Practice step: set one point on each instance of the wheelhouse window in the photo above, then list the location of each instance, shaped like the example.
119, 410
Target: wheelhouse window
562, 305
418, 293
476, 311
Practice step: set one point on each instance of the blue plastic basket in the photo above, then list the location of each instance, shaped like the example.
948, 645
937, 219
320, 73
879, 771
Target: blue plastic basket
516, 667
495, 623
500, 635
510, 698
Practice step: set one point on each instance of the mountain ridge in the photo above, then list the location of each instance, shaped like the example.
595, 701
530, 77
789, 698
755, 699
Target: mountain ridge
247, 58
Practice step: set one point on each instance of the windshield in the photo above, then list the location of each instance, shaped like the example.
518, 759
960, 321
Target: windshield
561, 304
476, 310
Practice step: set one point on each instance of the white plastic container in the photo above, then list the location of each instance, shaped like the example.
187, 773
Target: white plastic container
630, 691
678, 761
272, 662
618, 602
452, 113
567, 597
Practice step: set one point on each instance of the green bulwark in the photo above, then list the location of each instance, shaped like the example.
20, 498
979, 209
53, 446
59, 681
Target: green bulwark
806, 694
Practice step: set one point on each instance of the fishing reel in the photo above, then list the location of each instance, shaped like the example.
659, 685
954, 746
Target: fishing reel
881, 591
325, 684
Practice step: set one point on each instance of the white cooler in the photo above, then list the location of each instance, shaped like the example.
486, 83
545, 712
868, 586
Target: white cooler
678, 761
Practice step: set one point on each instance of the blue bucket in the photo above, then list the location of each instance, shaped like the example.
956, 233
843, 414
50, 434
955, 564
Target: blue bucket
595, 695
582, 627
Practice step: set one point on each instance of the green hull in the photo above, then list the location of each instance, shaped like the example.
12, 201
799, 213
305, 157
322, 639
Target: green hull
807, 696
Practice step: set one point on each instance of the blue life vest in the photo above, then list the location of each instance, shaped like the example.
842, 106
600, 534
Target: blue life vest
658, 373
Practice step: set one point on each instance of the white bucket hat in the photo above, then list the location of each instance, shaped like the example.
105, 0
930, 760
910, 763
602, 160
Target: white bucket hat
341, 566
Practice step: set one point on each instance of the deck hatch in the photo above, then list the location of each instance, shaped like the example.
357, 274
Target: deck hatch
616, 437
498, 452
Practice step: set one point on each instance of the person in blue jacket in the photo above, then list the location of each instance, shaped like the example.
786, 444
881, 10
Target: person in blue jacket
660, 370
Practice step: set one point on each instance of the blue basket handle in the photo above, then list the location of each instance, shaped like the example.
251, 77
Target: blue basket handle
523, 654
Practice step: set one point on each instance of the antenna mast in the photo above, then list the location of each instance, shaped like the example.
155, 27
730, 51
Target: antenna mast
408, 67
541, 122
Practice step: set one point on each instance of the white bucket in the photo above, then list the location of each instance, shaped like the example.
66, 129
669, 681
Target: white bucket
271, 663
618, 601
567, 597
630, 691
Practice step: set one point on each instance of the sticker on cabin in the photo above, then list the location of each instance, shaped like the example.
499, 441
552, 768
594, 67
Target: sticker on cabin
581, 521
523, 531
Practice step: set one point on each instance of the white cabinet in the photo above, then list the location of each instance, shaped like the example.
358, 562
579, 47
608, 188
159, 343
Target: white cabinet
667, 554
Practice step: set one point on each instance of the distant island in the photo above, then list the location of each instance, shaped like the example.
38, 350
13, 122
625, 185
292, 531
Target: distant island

********

Your instructions
Which lines above carry the string "island"? Copy those lines.

Your solution
Practice step: set one point on each instance of the distant island in the photo above, then list the location of each instance, shaped like the example.
Target: distant island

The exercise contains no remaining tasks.